Only the lines from the one with "Report x and y for each instance of the green foliage" through the last belong in the output; print them exactly as given below.

[Records excerpted from a collection]
•••••
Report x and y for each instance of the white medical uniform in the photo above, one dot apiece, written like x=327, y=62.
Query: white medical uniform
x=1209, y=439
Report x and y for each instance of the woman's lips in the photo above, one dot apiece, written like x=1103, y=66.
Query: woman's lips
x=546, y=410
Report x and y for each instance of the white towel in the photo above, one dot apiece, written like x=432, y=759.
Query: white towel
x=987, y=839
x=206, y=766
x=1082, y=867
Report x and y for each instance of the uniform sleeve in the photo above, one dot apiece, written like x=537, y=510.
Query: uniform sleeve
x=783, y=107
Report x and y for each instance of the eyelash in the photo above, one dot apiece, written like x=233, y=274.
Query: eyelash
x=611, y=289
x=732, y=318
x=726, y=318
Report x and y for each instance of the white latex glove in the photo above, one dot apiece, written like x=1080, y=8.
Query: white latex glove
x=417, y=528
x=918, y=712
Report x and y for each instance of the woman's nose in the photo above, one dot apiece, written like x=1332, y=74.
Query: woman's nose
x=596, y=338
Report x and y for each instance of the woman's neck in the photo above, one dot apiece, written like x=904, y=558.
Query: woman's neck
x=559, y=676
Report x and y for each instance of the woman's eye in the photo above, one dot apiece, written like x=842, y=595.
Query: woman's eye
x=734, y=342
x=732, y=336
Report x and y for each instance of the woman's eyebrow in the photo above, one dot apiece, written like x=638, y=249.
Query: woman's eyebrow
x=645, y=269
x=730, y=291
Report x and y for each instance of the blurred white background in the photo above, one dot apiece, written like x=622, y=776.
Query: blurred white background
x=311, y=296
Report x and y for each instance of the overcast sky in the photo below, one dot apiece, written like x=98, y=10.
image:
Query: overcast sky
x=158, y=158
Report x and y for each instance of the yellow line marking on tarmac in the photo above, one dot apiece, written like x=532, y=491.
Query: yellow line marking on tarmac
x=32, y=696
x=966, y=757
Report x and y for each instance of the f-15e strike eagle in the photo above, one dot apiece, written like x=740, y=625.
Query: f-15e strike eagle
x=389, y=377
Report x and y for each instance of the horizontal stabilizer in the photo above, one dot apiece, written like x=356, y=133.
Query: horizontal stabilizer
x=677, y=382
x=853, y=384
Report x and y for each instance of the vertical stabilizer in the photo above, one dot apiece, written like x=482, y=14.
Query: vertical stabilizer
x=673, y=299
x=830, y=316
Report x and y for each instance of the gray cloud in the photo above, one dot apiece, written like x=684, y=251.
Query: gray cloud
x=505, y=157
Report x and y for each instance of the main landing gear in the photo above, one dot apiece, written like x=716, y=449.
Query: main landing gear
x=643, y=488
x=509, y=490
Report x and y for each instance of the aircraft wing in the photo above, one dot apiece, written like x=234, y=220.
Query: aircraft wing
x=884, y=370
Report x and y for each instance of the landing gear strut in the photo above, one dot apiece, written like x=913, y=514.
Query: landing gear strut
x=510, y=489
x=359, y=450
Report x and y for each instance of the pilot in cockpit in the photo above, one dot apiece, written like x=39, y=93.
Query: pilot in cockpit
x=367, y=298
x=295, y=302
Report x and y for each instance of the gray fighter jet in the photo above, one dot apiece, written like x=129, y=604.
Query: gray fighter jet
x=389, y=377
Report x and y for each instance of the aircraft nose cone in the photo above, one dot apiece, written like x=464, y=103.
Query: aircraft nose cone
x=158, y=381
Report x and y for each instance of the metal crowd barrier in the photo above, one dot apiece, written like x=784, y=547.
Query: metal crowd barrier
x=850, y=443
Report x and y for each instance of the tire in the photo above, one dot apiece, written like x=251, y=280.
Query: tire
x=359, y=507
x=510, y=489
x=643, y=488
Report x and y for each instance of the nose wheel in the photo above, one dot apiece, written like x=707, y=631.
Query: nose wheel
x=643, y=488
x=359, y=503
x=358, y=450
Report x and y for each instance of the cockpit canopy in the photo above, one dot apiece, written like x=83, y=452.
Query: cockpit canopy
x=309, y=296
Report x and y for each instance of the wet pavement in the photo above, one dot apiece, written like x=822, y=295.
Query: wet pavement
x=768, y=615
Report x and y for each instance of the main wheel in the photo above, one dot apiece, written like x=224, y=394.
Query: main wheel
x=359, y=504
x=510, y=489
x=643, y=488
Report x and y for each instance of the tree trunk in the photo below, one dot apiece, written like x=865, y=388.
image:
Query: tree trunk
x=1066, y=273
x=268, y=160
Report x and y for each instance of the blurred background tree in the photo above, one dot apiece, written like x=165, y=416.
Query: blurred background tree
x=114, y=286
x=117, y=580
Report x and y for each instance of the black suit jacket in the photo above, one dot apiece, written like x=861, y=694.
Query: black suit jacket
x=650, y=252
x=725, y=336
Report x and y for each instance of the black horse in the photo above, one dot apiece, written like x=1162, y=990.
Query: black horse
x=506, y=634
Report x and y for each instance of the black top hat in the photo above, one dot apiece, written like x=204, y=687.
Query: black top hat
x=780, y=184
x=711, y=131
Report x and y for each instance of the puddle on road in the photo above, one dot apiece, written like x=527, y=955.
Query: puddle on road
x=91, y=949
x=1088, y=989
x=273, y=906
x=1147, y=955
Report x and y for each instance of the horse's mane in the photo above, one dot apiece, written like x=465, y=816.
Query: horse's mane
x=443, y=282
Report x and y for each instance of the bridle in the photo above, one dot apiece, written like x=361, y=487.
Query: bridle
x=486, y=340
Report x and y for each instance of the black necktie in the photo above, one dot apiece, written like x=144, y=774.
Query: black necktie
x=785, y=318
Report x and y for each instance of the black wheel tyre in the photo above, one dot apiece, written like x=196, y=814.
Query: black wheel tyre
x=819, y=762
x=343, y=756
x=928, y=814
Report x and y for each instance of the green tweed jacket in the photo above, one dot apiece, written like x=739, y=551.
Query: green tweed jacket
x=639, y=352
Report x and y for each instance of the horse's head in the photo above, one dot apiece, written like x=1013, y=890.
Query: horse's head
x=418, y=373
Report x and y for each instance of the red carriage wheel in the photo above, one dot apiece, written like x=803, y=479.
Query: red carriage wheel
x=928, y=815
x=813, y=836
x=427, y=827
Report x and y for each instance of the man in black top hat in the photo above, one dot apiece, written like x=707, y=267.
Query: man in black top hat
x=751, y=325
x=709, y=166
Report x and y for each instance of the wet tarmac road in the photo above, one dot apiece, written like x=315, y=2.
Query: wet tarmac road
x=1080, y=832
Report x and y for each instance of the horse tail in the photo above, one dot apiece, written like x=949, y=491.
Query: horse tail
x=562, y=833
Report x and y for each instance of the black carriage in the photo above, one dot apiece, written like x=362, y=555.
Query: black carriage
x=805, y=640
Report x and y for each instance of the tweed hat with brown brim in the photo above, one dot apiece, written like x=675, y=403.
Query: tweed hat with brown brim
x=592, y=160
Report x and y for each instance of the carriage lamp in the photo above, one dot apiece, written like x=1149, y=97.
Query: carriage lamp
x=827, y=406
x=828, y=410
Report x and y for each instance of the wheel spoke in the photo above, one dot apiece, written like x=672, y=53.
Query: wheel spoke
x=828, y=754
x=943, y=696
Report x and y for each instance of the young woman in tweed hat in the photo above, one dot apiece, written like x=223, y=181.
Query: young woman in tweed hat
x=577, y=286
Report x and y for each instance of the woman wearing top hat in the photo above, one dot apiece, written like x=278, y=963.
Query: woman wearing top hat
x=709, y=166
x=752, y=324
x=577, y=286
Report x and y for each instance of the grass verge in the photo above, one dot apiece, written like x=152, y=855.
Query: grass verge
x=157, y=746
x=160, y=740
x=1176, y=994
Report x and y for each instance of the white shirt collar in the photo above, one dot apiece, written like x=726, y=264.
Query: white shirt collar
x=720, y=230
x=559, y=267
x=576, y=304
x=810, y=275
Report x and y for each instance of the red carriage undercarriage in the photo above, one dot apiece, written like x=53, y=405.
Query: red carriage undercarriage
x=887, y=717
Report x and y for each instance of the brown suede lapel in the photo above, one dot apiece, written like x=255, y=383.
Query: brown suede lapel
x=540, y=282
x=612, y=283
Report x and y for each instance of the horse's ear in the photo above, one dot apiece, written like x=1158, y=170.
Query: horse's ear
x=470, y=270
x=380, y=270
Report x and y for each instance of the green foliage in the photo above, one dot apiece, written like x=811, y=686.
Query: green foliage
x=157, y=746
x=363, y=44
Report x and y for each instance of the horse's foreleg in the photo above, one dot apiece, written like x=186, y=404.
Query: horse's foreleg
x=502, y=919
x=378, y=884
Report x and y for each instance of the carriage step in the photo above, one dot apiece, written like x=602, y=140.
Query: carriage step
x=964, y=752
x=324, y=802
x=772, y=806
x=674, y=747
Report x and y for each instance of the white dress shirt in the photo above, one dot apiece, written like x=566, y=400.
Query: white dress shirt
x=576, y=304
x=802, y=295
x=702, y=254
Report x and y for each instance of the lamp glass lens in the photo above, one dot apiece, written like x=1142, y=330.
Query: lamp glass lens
•••••
**EXERCISE OUTPUT**
Report x and y for each instance of the green foliage in the photo above, one dot apiece, written like x=811, y=686.
Query: green foliage
x=157, y=746
x=363, y=44
Report x and y for each instance of the horse's foreleg in the photo above, one dot apiece, written like x=186, y=404.
Query: horse's foreleg
x=502, y=919
x=378, y=884
Report x and y for each instance of the carriage step in the photo above, one dot apiece, written like x=602, y=140.
Query: carriage step
x=964, y=752
x=324, y=802
x=772, y=806
x=674, y=747
Report x and y for each instance of the white dress shirt in the photo above, one dot apiece, written like x=566, y=400.
Query: white dress shirt
x=576, y=304
x=802, y=295
x=702, y=254
Report x and y for each instance of the lamp glass lens in the photo above, one dot apiece, written like x=1142, y=330.
Query: lamp glass lens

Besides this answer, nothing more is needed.